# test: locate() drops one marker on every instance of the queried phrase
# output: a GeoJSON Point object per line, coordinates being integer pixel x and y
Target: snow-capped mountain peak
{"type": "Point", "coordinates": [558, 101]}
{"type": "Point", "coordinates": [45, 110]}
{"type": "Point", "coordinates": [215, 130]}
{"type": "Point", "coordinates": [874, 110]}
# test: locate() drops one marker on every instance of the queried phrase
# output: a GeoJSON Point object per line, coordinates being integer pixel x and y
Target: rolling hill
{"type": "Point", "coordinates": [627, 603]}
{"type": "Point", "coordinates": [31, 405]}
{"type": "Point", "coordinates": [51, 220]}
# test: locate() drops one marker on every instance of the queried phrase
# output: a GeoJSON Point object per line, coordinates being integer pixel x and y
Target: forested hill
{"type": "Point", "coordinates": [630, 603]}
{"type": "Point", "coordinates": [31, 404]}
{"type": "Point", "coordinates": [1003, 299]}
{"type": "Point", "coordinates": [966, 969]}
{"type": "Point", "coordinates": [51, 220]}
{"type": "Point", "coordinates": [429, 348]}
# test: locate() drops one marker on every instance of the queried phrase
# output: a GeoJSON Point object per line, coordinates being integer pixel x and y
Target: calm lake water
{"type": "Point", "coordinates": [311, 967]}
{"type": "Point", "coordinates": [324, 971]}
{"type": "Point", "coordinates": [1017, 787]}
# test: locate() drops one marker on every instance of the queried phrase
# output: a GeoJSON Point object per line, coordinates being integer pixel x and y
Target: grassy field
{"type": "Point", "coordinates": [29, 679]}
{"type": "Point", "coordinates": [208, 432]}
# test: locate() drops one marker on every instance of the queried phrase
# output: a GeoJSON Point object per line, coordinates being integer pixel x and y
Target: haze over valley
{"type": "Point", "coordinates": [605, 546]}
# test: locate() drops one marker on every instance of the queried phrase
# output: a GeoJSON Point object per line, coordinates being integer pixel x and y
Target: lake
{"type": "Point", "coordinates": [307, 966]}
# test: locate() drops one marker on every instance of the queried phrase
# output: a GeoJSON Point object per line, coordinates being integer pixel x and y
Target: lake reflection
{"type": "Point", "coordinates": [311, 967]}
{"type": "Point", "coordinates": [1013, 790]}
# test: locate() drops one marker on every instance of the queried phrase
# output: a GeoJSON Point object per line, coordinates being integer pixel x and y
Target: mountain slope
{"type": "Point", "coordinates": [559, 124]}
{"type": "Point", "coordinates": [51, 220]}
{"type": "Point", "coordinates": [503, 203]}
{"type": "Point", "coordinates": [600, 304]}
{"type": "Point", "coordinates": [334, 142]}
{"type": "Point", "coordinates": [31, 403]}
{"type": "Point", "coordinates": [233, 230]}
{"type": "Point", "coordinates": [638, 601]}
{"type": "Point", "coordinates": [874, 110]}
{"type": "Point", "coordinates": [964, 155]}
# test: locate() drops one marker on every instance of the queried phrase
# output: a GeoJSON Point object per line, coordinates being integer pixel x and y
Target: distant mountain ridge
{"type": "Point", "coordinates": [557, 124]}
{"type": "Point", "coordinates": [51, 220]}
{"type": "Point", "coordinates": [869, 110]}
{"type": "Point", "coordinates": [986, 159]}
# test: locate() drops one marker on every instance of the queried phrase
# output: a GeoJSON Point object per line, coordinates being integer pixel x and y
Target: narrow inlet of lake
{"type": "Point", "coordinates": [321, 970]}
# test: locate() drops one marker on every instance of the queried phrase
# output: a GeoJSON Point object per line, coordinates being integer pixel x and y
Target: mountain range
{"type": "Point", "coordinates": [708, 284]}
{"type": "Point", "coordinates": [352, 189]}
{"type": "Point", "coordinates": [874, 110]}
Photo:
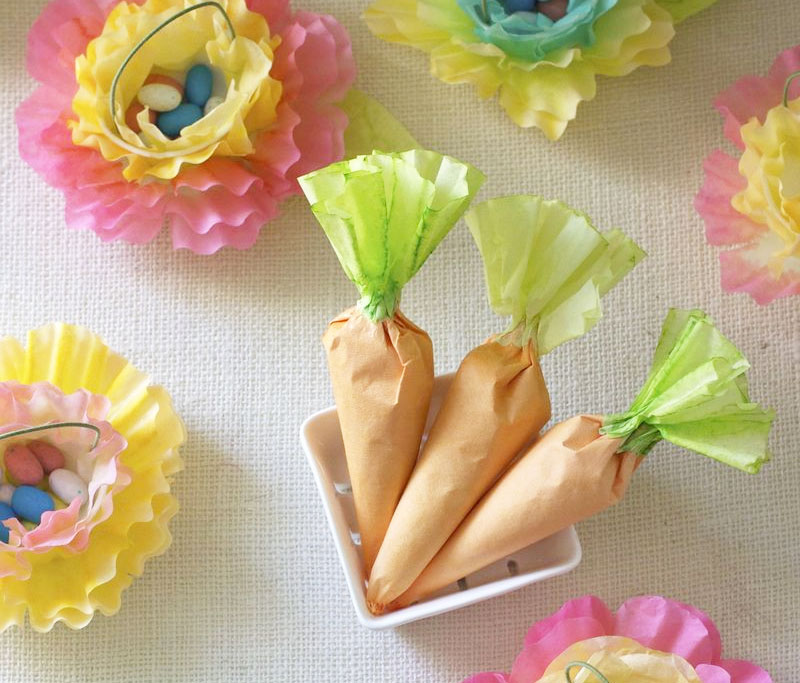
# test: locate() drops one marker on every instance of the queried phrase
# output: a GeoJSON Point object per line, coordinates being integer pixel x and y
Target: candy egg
{"type": "Point", "coordinates": [31, 503]}
{"type": "Point", "coordinates": [6, 491]}
{"type": "Point", "coordinates": [199, 82]}
{"type": "Point", "coordinates": [49, 457]}
{"type": "Point", "coordinates": [131, 115]}
{"type": "Point", "coordinates": [68, 486]}
{"type": "Point", "coordinates": [22, 467]}
{"type": "Point", "coordinates": [160, 93]}
{"type": "Point", "coordinates": [212, 104]}
{"type": "Point", "coordinates": [171, 123]}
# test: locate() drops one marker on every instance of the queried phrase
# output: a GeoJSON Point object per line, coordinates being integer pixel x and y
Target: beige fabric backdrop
{"type": "Point", "coordinates": [252, 590]}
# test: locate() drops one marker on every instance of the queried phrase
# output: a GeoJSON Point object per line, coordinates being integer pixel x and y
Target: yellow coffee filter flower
{"type": "Point", "coordinates": [771, 165]}
{"type": "Point", "coordinates": [620, 660]}
{"type": "Point", "coordinates": [543, 93]}
{"type": "Point", "coordinates": [70, 586]}
{"type": "Point", "coordinates": [201, 36]}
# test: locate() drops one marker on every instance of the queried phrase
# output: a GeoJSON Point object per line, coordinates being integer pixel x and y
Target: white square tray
{"type": "Point", "coordinates": [322, 442]}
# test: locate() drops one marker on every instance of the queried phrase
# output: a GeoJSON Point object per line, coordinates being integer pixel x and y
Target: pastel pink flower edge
{"type": "Point", "coordinates": [742, 269]}
{"type": "Point", "coordinates": [24, 406]}
{"type": "Point", "coordinates": [653, 621]}
{"type": "Point", "coordinates": [221, 202]}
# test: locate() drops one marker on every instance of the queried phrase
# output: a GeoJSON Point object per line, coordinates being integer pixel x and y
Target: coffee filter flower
{"type": "Point", "coordinates": [79, 561]}
{"type": "Point", "coordinates": [282, 78]}
{"type": "Point", "coordinates": [648, 638]}
{"type": "Point", "coordinates": [750, 201]}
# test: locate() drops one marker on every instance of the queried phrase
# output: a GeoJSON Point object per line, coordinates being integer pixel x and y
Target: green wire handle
{"type": "Point", "coordinates": [113, 96]}
{"type": "Point", "coordinates": [786, 87]}
{"type": "Point", "coordinates": [54, 425]}
{"type": "Point", "coordinates": [583, 665]}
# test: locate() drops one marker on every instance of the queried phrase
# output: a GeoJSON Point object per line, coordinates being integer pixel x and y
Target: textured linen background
{"type": "Point", "coordinates": [251, 589]}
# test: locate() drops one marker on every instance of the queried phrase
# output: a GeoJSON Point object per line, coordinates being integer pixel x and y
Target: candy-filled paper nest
{"type": "Point", "coordinates": [194, 116]}
{"type": "Point", "coordinates": [486, 483]}
{"type": "Point", "coordinates": [89, 449]}
{"type": "Point", "coordinates": [542, 57]}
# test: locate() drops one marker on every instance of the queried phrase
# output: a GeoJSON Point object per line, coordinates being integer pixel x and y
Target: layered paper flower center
{"type": "Point", "coordinates": [241, 66]}
{"type": "Point", "coordinates": [771, 165]}
{"type": "Point", "coordinates": [68, 526]}
{"type": "Point", "coordinates": [532, 36]}
{"type": "Point", "coordinates": [621, 660]}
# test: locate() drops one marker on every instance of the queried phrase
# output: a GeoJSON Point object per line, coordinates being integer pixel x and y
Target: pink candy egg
{"type": "Point", "coordinates": [160, 93]}
{"type": "Point", "coordinates": [49, 457]}
{"type": "Point", "coordinates": [22, 467]}
{"type": "Point", "coordinates": [131, 115]}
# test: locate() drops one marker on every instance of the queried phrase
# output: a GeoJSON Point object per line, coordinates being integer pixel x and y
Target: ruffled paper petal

▶ Do this: Print all entries exactly. The images do not belong in the copy.

▶ Response:
# test: locate() drops one marker on every instance of the queried phrase
# output: a GeoJSON Point object per line, coordinates being integer pixel x and y
Target: snow-capped mountain peak
{"type": "Point", "coordinates": [558, 101]}
{"type": "Point", "coordinates": [45, 110]}
{"type": "Point", "coordinates": [215, 130]}
{"type": "Point", "coordinates": [874, 110]}
# test: locate() drops one marker on every instance of the queried phrase
# output: a GeoJSON Point object per line, coordinates being integer pixel x and y
Target: rolling hill
{"type": "Point", "coordinates": [627, 603]}
{"type": "Point", "coordinates": [31, 405]}
{"type": "Point", "coordinates": [51, 220]}
# test: locate() drops one marker on every instance of the queried phrase
# output: a GeoJSON Point object per line, coordinates being integer pixel x and y
Target: forested hill
{"type": "Point", "coordinates": [630, 603]}
{"type": "Point", "coordinates": [31, 404]}
{"type": "Point", "coordinates": [1003, 299]}
{"type": "Point", "coordinates": [966, 969]}
{"type": "Point", "coordinates": [51, 220]}
{"type": "Point", "coordinates": [429, 348]}
# test: locate() drops one marker on every instance of the queried phrase
# output: a GeoJSON Point object per line, coordinates being integer pixel x and y
Target: calm lake water
{"type": "Point", "coordinates": [311, 967]}
{"type": "Point", "coordinates": [324, 971]}
{"type": "Point", "coordinates": [1017, 787]}
# test: locate() drops one marker on every instance of the queried phrase
# output: a GeoJSON Point object per line, coordinates being integer pixel x and y
Target: grassy field
{"type": "Point", "coordinates": [29, 679]}
{"type": "Point", "coordinates": [208, 432]}
# test: locate() drops one marker on every instance of the queried phrase
# output: a GeoJSON Point object per line, coordinates being integer pixel x and y
Target: haze over valley
{"type": "Point", "coordinates": [605, 546]}
# test: locate() drops one marker on every instance of the queried phrase
# output: a GeoJSON Point object per line, coordinates being integer pixel x and y
Target: lake
{"type": "Point", "coordinates": [307, 966]}
# test: locate() drops one marker on every instance of the queried phrase
# output: a GeoJSON Point object per line, coordinates being integer pixel x and y
Target: lake reflection
{"type": "Point", "coordinates": [311, 967]}
{"type": "Point", "coordinates": [1013, 790]}
# test: locate() drops one marker on every instance of the queried phrase
# output: a GeoJSON Point object per line, coordinates being integer pixel x and y
Target: mountain slope
{"type": "Point", "coordinates": [559, 124]}
{"type": "Point", "coordinates": [51, 220]}
{"type": "Point", "coordinates": [503, 203]}
{"type": "Point", "coordinates": [600, 304]}
{"type": "Point", "coordinates": [334, 142]}
{"type": "Point", "coordinates": [31, 403]}
{"type": "Point", "coordinates": [233, 230]}
{"type": "Point", "coordinates": [638, 601]}
{"type": "Point", "coordinates": [874, 110]}
{"type": "Point", "coordinates": [964, 155]}
# test: locate() drops one marker on every instance of the queried phrase
# output: a GeoJSON Point object per line, coordinates being integer pixel x and y
Target: distant mountain ridge
{"type": "Point", "coordinates": [557, 124]}
{"type": "Point", "coordinates": [51, 220]}
{"type": "Point", "coordinates": [869, 110]}
{"type": "Point", "coordinates": [986, 159]}
# test: locate() drops one marker on every instance of the queried phrase
# output: a GeoJSON Point object per line, coordinates being integer pixel x and y
Target: narrow inlet of lake
{"type": "Point", "coordinates": [321, 970]}
# test: locate() drops one marker on every instance of the queried phrase
# output: a GeoJSON Point object per line, coordinates being integer pixel x and y
Target: mountain range
{"type": "Point", "coordinates": [708, 284]}
{"type": "Point", "coordinates": [352, 189]}
{"type": "Point", "coordinates": [874, 110]}
Photo:
# test: locate() drops one marker on every instance of the queried phrase
# output: a GeoJSON Point object per line, coordinates being integer pixel x and y
Target: candy egg
{"type": "Point", "coordinates": [31, 503]}
{"type": "Point", "coordinates": [6, 491]}
{"type": "Point", "coordinates": [199, 82]}
{"type": "Point", "coordinates": [49, 457]}
{"type": "Point", "coordinates": [131, 115]}
{"type": "Point", "coordinates": [68, 486]}
{"type": "Point", "coordinates": [22, 467]}
{"type": "Point", "coordinates": [160, 93]}
{"type": "Point", "coordinates": [212, 104]}
{"type": "Point", "coordinates": [171, 123]}
# test: locate() drops one marker on every instance of the queried phrase
# output: a GeoJSON Point object per line, coordinates being integer pixel x and y
Target: beige fabric backdrop
{"type": "Point", "coordinates": [252, 590]}
# test: locate() drops one marker on every instance of the queried phrase
# output: a GeoJSON Point object per line, coordinates being integer pixel x and y
Target: yellow coffee filter flower
{"type": "Point", "coordinates": [771, 165]}
{"type": "Point", "coordinates": [620, 660]}
{"type": "Point", "coordinates": [543, 93]}
{"type": "Point", "coordinates": [70, 586]}
{"type": "Point", "coordinates": [201, 36]}
# test: locate() drops one marker on every instance of the queried phrase
# output: a GeoJSON Point object per line, coordinates being integer pixel x and y
Target: white square tray
{"type": "Point", "coordinates": [322, 442]}
# test: locate() drops one marker on every instance of the queried phrase
# output: a GeoJSON Point object per line, coordinates being integer pixel x and y
Target: pastel pink flower edge
{"type": "Point", "coordinates": [742, 269]}
{"type": "Point", "coordinates": [24, 406]}
{"type": "Point", "coordinates": [653, 621]}
{"type": "Point", "coordinates": [221, 202]}
# test: locate() drops one marker on every instance of the queried phrase
# output: a GeoJSON Point object per line, coordinates being integer pixel x and y
Target: coffee filter flower
{"type": "Point", "coordinates": [79, 561]}
{"type": "Point", "coordinates": [282, 78]}
{"type": "Point", "coordinates": [648, 638]}
{"type": "Point", "coordinates": [750, 201]}
# test: locate() drops one marker on every instance of the queried phrase
# output: a GeoJSON Point object per line, coordinates being integer pixel x and y
Target: green wire handle
{"type": "Point", "coordinates": [113, 96]}
{"type": "Point", "coordinates": [786, 87]}
{"type": "Point", "coordinates": [54, 425]}
{"type": "Point", "coordinates": [583, 665]}
# test: locate() drops one marker on every instance of the queried phrase
# output: a GeoJSON Point object per line, coordinates being integer pixel x and y
Target: textured linen background
{"type": "Point", "coordinates": [251, 589]}
# test: locate() drops one marker on every instance of the queried phrase
# output: a GeoJSON Point object per line, coordinates being integer pixel x and y
Target: candy-filled paper nest
{"type": "Point", "coordinates": [194, 116]}
{"type": "Point", "coordinates": [486, 483]}
{"type": "Point", "coordinates": [89, 449]}
{"type": "Point", "coordinates": [542, 57]}
# test: locate() drops one marker on every instance of the queried phrase
# output: a GeoJSON Point object per line, coordinates being integer pixel x and y
Target: layered paper flower center
{"type": "Point", "coordinates": [241, 66]}
{"type": "Point", "coordinates": [771, 165]}
{"type": "Point", "coordinates": [68, 526]}
{"type": "Point", "coordinates": [532, 36]}
{"type": "Point", "coordinates": [621, 660]}
# test: locate() drops one marker on every instance of the queried phrase
# output: a GeoJSON Point object per line, coordinates being integer pixel x and y
Target: pink candy egg
{"type": "Point", "coordinates": [160, 93]}
{"type": "Point", "coordinates": [49, 457]}
{"type": "Point", "coordinates": [22, 467]}
{"type": "Point", "coordinates": [131, 115]}
# test: locate() drops one marker on every instance of the queried phrase
# output: a GeoJSON Point object per line, coordinates being integer pixel x and y
Target: ruffled paper petal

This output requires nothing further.